**EXERCISES:**
- a) Reproduce the part of the article on supplements and disputes from "by Justin Petty" to "clear to readers.", word for word.
- b) Resume the article on supplements and disputes, carrying on from its final sentence below.

**EXCERPT:**
§

The Difference Between a Supplement and a Dispute

by Justin Petty

Let’s jump right into the question this month…

“I manage a Central Texas collision center, and of course we hear the word supplement used all the time during the repair process. But sometimes it feels like the insurance company is calling something a supplement when they are really refusing to pay for a necessary operation, part, labor rate or procedure. Where is the line between a normal supplement and an actual dispute that might warrant the use of RTA?”

That’s a darn good question that anybody dealing with a vehicle repair should know the answer to. So I’ll try my best to make sure the answer is clear to readers.

So, when does a supplement request turn into a dispute? That’s really the question. It may sound simple at first, but as anybody who works in the collision repair industry knows, insurance claims can throw so many curveballs at a repair facility that sometimes a genuine dispute is hidden simply by calling it a denied supplement request. For example, the status is waiting on supplement approval, or is still in the supplement process, or the carrier is refusing to address supplement or any other variation of the use of the term supplement. What shops and customers have to do is recognize when “the supplement process” has failed.

We know that a supplement is not a dispute, it is simply a “supplement,” right? The Oxford Advanced American Dictionary defines supplement as follows:

“A thing that is added to something else to improve or complete it.”

Supplements are a normal and expected part of almost every automobile damage claim. Vehicles are complicated. Damage is often hidden. Parts may not be visible until teardown. Procedures may not be known until the repair plan is developed. Some operations cannot be confirmed until the vehicle is disassembled, measured, scanned, test-fit or researched according to the manufacturer’s repair information. So when a shop discovers additional damage or additional necessary operations after the initial estimate, that is not unusual, it is expected.

§

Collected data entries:
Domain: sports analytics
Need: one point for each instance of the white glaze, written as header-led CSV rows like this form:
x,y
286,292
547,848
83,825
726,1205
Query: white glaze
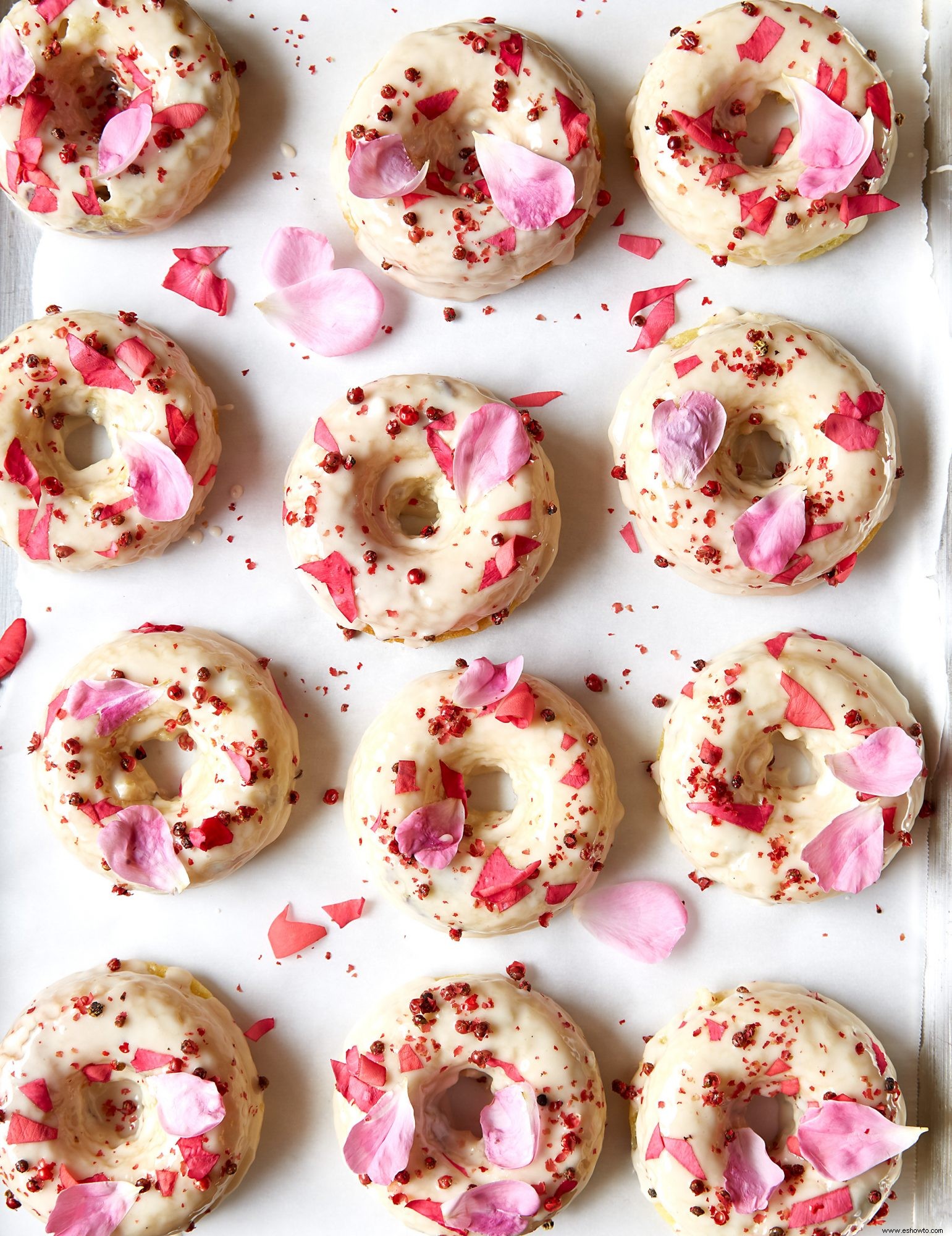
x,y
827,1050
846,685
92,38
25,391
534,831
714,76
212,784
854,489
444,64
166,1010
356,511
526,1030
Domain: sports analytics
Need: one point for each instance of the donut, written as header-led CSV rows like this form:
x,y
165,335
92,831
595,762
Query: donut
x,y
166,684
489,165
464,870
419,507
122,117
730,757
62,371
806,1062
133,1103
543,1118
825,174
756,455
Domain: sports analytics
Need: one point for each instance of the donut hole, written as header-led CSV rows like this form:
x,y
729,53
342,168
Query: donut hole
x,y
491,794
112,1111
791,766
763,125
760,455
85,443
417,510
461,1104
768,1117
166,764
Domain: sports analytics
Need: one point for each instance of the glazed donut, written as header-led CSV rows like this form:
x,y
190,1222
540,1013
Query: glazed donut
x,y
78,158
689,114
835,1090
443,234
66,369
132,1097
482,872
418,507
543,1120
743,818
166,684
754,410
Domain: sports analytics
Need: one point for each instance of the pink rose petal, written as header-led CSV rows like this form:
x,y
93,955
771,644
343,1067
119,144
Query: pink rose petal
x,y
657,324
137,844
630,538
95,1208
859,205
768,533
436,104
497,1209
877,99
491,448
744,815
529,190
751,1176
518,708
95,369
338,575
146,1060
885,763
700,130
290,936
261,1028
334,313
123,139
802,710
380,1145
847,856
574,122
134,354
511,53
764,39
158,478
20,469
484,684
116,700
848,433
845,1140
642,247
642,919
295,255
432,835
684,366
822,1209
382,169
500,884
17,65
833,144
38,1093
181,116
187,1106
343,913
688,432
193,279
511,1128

§

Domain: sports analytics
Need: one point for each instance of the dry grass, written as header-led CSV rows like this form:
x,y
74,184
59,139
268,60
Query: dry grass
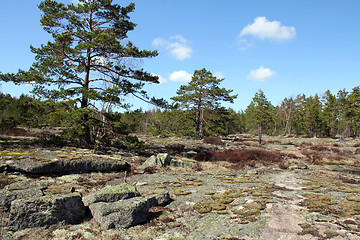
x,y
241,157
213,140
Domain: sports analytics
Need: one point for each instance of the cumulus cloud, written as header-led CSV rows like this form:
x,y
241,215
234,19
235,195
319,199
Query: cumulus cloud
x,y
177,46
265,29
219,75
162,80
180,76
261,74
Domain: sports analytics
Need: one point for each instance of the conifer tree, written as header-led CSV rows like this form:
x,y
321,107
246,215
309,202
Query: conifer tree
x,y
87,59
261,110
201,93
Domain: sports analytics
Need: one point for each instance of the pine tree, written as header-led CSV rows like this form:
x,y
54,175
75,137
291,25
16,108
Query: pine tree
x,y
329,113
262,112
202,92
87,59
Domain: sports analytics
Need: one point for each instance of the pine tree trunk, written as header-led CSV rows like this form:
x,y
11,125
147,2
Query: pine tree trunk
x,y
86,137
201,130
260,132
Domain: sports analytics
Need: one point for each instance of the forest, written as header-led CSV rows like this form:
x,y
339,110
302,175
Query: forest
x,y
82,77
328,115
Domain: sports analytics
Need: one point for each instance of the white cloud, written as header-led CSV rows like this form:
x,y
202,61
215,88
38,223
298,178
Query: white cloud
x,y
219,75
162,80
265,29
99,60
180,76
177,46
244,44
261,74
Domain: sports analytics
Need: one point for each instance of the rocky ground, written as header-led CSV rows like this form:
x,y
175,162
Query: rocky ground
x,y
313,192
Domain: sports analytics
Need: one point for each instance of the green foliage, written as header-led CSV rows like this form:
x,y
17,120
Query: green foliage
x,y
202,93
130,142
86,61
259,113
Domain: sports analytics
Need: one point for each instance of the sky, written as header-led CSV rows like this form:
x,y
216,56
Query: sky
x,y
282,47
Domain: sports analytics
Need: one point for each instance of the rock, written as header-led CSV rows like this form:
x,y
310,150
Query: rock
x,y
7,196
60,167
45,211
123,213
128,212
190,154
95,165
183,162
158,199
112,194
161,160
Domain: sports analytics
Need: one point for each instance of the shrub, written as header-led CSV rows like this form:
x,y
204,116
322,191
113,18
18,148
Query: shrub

§

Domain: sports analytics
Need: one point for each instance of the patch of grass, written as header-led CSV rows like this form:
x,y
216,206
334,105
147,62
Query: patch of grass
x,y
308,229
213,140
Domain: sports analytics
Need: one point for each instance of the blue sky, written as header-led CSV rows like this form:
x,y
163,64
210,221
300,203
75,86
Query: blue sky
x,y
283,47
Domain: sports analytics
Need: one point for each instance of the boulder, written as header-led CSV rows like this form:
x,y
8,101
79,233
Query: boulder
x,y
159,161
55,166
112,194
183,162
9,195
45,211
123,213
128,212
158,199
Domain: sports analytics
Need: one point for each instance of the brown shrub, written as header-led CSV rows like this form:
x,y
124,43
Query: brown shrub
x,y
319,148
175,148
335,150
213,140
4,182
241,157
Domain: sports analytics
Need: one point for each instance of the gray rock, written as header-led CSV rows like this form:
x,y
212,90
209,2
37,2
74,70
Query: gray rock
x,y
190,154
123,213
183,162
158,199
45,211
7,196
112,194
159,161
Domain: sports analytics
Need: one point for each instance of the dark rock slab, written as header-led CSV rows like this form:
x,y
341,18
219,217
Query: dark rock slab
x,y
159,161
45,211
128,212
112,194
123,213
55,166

§

**EXERCISE ANSWERS:**
- a)
by Justin Petty

Let’s jump right into the question this month…

“I manage a Central Texas collision center, and of course we hear the word supplement used all the time during the repair process. But sometimes it feels like the insurance company is calling something a supplement when they are really refusing to pay for a necessary operation, part, labor rate or procedure. Where is the line between a normal supplement and an actual dispute that might warrant the use of RTA?”

That’s a darn good question that anybody dealing with a vehicle repair should know the answer to. So I’ll try my best to make sure the answer is clear to readers.

- b)
The problem begins when an insurance carrier refuses to pay for the total amount depicted in the shop’s supplement. Their refusal to pay for the full supplement amount must be addressed properly and documented thoroughly. There can be a plethora of reasons why a carrier may refuse to pay for the full cost of a supplement, and many of the reasons may be valid, but of course, many of the reasons they cite are simply invalid. Once an invalid reason is addressed straight on, it normally disappears. An invalid reason for non-payment is where the dispute starts. Here is a little more formal definition of the term dispute as I am using it…

A dispute exists when the necessary facts have been presented, the requested operation or charge has been identified and the insurance company refuses to pay for it, limits it without a reasonable basis or substitutes its own internal guideline for what is actually required to properly repair the vehicle.

So, to recap…

A supplement says, “Here is additional damage or an additional repair operation that needs to be considered.”

A dispute occurs when the carrier says, “We have considered it, and we are not paying for it.”

Recognizing when there is a DISPUTE versus when there is just a pending SUPPLEMENT will help expedite repairs where a dispute is being treated as a supplement and delaying the job.

Now, all of this sounds pretty simple, but I can think of a few scenarios that might blur the line between supplement and dispute.

A normal supplement would be when a shop or carrier does a preliminary estimate on front-end damages and they write for a bumper replacement, but once they get the bumper off, they realize damage to the absorber, reinforcement, bracket, wiring harness, blind spot monitor or mounting tab, that could not be seen during the initial inspection, is classic supplement territory. The shop documents the additional damage, submits the supplement and the carrier reviews it. That is normal claim development.

Likewise, if the shop performs a pre-repair scan and discovers diagnostic trouble codes related to the loss, or if the manufacturer procedure requires a calibration after a particular operation is performed, that may also become part of the supplement process. The need was not necessarily known from the first walkaround inspection. It became known as the repair plan matured.

Wouldn’t it be nice if all supplements were so clear-cut? But alas, they don’t all turn out that neatly and many times there comes a point when the carrier has been provided all the available information to support a supplement, but still makes a decision to say, in one form or another, “We do not owe for that.” When that happens, the conversation has changed.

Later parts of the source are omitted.